Document text

▼

I've seen some very old, very stable mainframe code - the kinda code that was written decades ago and is still running. And that code tends to use a lot of these voracious ("defensive") techniques.

Basti Ortiz • Oct 2 '20 • Edited

Glad to see this discussion again. I agree with your overall thesis, but I propose a slight adjustment to the assertion that all functions must be treated as their own separate programs.

When every single function is treated as a "hostile" entity, I'd be remiss if I wouldn't mention the performance implications of multiple redundant validations throughout the app.

Personally, this is the main reason why I've been reluctant to validate every single input to every single function. It's like an "itch" of sorts. You can argue that the costs are negligible, but they indeed exist.

Hence my slight adjustment to your assertion. I propose that all validations must be done within a central area of the app, preferably the user-facing side. That way, all defensive tactics may be employed at the site of external input. After this point, one can use TypeScript (for example) to uphold the "contracts" between the central input validator and the application logic.

▲

Data lines

▼

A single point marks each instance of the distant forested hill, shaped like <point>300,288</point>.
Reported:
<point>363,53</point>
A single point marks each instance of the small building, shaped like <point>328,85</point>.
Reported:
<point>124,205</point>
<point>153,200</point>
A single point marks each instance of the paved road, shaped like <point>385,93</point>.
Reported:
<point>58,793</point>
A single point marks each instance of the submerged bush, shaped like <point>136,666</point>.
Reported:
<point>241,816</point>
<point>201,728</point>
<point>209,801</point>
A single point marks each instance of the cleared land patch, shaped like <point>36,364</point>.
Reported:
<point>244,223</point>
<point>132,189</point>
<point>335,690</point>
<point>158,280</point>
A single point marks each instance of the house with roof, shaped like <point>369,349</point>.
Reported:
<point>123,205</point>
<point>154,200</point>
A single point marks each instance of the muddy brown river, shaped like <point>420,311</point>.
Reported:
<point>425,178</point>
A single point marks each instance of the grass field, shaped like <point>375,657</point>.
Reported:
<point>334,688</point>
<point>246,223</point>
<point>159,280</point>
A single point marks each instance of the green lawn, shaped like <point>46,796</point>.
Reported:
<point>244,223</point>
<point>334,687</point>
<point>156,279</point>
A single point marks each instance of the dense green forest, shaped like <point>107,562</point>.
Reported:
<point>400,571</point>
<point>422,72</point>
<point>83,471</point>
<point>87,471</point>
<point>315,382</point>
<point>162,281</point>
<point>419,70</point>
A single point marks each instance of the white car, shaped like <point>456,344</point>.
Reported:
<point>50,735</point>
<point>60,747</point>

▲

Problems
a) Rewrite the forum thread on defensive coding from "I've seen some" up to and including "throughout the app.", substituting "legacy" for "mainframe".
b) In the forum thread on defensive coding, condense the paragraph beginning "Hence my slight adjustment" into a shorter version that keeps its main points.

Results for the exercise
a)
I've seen some very old, very stable legacy code - the kinda code that was written decades ago and is still running. And that code tends to use a lot of these voracious ("defensive") techniques.

Basti Ortiz • Oct 2 '20 • Edited

Glad to see this discussion again. I agree with your overall thesis, but I propose a slight adjustment to the assertion that all functions must be treated as their own separate programs.

When every single function is treated as a "hostile" entity, I'd be remiss if I wouldn't mention the performance implications of multiple redundant validations throughout the app.

b) The proposed adjustment is to do all validation in one central area of the app, preferably the user-facing side, so defensive tactics are applied where external input enters. After that point, TypeScript, for example, can uphold the "contracts" between the central input validator and the application logic.